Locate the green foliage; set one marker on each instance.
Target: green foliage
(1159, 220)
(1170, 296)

* * *

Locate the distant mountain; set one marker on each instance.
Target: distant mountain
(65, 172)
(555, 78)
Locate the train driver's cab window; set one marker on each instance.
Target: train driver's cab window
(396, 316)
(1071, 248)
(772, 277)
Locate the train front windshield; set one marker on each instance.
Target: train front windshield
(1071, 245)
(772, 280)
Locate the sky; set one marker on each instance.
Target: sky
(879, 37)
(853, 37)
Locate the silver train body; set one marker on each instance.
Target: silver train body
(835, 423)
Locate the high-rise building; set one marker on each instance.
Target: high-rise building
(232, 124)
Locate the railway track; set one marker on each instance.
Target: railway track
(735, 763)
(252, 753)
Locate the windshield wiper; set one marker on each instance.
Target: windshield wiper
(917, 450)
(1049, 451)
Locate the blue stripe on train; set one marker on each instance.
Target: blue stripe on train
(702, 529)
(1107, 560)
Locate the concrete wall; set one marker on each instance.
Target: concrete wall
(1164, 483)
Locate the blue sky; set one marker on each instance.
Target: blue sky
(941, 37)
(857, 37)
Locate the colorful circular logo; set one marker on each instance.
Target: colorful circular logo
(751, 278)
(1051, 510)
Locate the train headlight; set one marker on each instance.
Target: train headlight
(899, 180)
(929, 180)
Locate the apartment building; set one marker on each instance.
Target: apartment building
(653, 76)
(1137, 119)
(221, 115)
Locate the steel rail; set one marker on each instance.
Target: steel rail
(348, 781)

## Problem to solve
Set down precisely the lines above between the line holding "Locate the high-rise" and the line holding "Locate the blue stripe", inclusive, and nothing beyond them.

## Answer section
Locate the high-rise building; set one marker on each instance.
Target: high-rise building
(232, 124)
Locate the railway track; set one marker on each instance.
Target: railway track
(735, 763)
(252, 753)
Locate the windshield wiper; set one marker on each instance.
Target: windshield wiper
(917, 450)
(1049, 451)
Locate the blue stripe on train; set one marker on each instance.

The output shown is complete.